- Pointing dataset records -
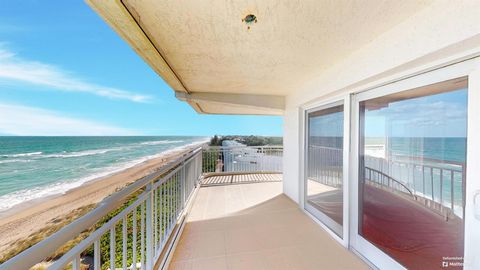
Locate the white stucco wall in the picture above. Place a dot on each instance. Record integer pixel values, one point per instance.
(446, 31)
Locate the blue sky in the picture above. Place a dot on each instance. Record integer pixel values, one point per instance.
(440, 115)
(63, 71)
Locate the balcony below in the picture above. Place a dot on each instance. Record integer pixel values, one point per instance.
(255, 226)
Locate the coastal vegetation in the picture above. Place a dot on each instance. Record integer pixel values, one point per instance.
(87, 255)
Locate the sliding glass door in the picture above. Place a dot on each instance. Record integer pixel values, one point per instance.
(412, 175)
(324, 165)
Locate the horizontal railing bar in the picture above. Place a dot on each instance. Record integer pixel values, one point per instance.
(443, 161)
(391, 178)
(38, 252)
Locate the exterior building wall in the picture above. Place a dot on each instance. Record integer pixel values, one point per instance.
(445, 33)
(445, 30)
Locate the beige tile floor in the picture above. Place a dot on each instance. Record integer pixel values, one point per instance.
(255, 226)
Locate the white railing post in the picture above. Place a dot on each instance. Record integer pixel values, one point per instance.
(184, 184)
(149, 228)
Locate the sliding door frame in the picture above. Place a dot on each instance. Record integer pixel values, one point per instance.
(463, 69)
(304, 131)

- Aim of the task -
Copy every entry word for word, but omit the pictures.

- Response -
Locate the white stucco wall in the picture above. Place a dot on each instance. Record integer pixel values, one point per instance.
(446, 31)
Locate the blue sky in the picture above. Place a dot on each instance. Record integer pixel values, one point per instance.
(440, 115)
(63, 71)
Locate the balcony below in the picture above. Place a dot on each instance. Record integer pixel values, one point per instance.
(255, 226)
Locate the coastal vegetation in the picture above. Place a dot on each instance. Record integer pixel values, one point per instance.
(87, 255)
Locate the sliding glass door in the picture above. Place a dot on each instance. Record integer pixel values, one point per instance.
(412, 175)
(324, 165)
Locate the horizontal railing bar in the picture above. Place a dot on each instance. Record integer pixel values, one point per instance.
(443, 161)
(391, 178)
(38, 252)
Locate the exterior building wall in the picture above. Place a dot on each instance. Record integer pixel values, one point per instance.
(445, 33)
(445, 30)
Locate the beige tile floor in the picture above. Place a dot on each instance. Record integer pixel values, one point per instance.
(255, 226)
Locate the white railing post in the picture above. Place a dot on each instance. Record integer pixel values, one point per instance.
(184, 184)
(149, 228)
Locate the sliding door frame in the picture above. Place a dot on each instance. Record integer pixel values, one point per instance.
(463, 69)
(304, 131)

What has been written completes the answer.